§ Information:

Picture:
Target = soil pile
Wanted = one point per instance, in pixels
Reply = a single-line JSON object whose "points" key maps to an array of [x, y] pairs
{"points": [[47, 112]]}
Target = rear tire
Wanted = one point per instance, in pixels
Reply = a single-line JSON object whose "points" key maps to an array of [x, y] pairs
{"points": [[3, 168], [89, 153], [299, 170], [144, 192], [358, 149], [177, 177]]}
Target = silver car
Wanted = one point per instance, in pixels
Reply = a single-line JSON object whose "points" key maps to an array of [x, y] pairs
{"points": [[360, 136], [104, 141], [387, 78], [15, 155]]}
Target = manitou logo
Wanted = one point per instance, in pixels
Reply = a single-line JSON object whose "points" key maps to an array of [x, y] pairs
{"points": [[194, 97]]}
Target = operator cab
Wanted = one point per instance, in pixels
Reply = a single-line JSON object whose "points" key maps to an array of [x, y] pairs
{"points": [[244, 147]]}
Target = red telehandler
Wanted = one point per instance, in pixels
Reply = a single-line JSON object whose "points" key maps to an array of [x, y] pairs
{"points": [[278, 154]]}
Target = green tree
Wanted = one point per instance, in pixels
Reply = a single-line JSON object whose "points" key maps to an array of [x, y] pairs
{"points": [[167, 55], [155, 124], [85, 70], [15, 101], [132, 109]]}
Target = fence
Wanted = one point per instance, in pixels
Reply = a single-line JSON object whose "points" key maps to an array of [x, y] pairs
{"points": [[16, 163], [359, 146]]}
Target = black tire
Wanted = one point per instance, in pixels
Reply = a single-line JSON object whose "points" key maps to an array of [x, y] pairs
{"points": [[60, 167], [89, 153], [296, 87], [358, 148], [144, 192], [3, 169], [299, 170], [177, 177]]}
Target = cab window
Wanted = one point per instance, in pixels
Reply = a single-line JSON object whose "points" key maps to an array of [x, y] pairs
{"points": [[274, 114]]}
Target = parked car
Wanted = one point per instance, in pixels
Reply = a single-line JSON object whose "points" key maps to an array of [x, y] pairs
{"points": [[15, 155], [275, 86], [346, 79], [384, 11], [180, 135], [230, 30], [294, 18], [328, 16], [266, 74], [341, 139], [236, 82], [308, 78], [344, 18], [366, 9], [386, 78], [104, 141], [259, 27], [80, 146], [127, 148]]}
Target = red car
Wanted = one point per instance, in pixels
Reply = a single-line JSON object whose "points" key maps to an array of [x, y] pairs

§ Task requirements:
Copy out the entries. Change nothing.

§ Written solution:
Picture:
Target = soil pile
Wanted = one point per instance, in pixels
Reply = a single-line JSON object whose "points" key maps to an array of [x, y] pairs
{"points": [[47, 112]]}
Target = rear tire
Wanted = one point per instance, in pixels
Reply = a single-line JSON object whose "points" key maps to an array of [x, y] pairs
{"points": [[3, 168], [89, 153], [299, 170], [144, 192], [358, 149], [177, 177]]}
Target = silver car
Wanted = one point per instance, in pixels
Reply = a single-line JSON object whose "points" key maps to an array of [x, y] pairs
{"points": [[360, 136], [104, 141], [387, 78], [15, 155]]}
Target = manitou logo
Wanted = one point per instance, in pixels
Reply = a single-line JSON object whose "points" key maps to an array of [x, y] pairs
{"points": [[194, 97]]}
Target = operator cab
Wanted = one point per instance, in pixels
Reply = a single-line JSON object whose "points" key maps to an array of [x, y] pairs
{"points": [[244, 147]]}
Target = red telehandler
Wanted = one point per instance, in pixels
Reply = a single-line JSON object whose "points" key maps to an array of [x, y] pairs
{"points": [[278, 154]]}
Target = green tree
Wanted = one point per instance, in pixels
Reply = a single-line JSON object whose "points" key maps to an array of [x, y] pairs
{"points": [[167, 55], [155, 124], [85, 70], [15, 101], [132, 109]]}
Target = fence
Wanted = one point per instance, in pixels
Reply = a single-line JSON object whose "points" key maps to an array of [x, y] pairs
{"points": [[16, 163], [359, 146]]}
Target = black tire
Wanted = one point per instance, in pixels
Reply = a single-line JSON object whose "points" key maps to an array of [x, y] pairs
{"points": [[60, 167], [89, 153], [296, 87], [358, 148], [144, 192], [3, 169], [299, 170], [177, 177]]}
Target = cab window
Wanted = one point per instance, in pixels
Reply = a single-line JSON object whose "points" key maps to an array of [x, y] pairs
{"points": [[274, 114]]}
Target = parked car
Wanted = one point per instance, in pixels
Reply = a single-line JSON object whose "points" key maps to an array of [x, y] pairs
{"points": [[15, 155], [275, 86], [346, 79], [384, 11], [180, 135], [230, 30], [294, 18], [328, 16], [266, 74], [341, 139], [236, 82], [308, 78], [344, 18], [366, 9], [386, 78], [104, 141], [259, 27], [80, 146], [127, 148]]}
Target = red car
Wanted = one point per instance, in pixels
Reply = a single-line JSON object whose "points" key maps to an array of [x, y] pairs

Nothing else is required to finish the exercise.